RAW DATA —
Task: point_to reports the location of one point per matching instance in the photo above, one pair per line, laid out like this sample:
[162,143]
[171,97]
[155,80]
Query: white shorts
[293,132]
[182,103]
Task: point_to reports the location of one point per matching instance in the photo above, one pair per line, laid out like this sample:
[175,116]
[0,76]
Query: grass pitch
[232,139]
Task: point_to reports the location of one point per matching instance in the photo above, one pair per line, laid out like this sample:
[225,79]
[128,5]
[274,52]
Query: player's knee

--

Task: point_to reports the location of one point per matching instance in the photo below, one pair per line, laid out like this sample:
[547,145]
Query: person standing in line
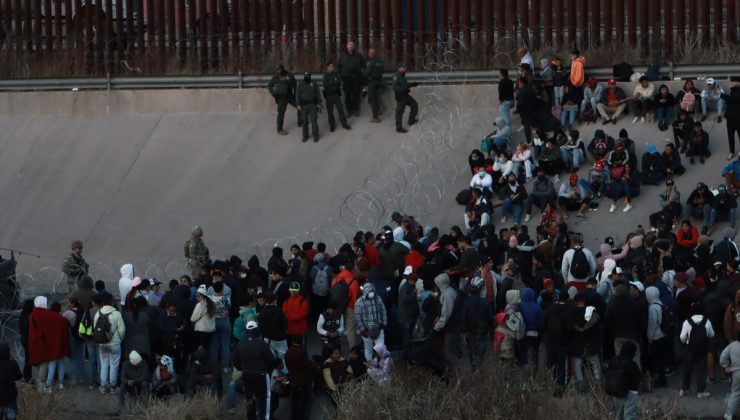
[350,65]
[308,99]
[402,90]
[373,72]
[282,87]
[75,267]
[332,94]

EXERCISE INSTRUCTIONS — Above are the entries. Quote exactly the lines from the one bearing "Query: white shorts" through the one bearing "Query: player's knee".

TASK RESULT —
Query: white shorts
[293,132]
[182,103]
Task: point_to reports the location of one point per matching instance in the photo above, one pair per line, laid out like this sample:
[175,116]
[0,76]
Query: grass pitch
[232,139]
Task: point_to reports the location of one point per matching instance in the photo above, one pair per line, laid out like this sample:
[225,79]
[128,5]
[274,52]
Query: player's knee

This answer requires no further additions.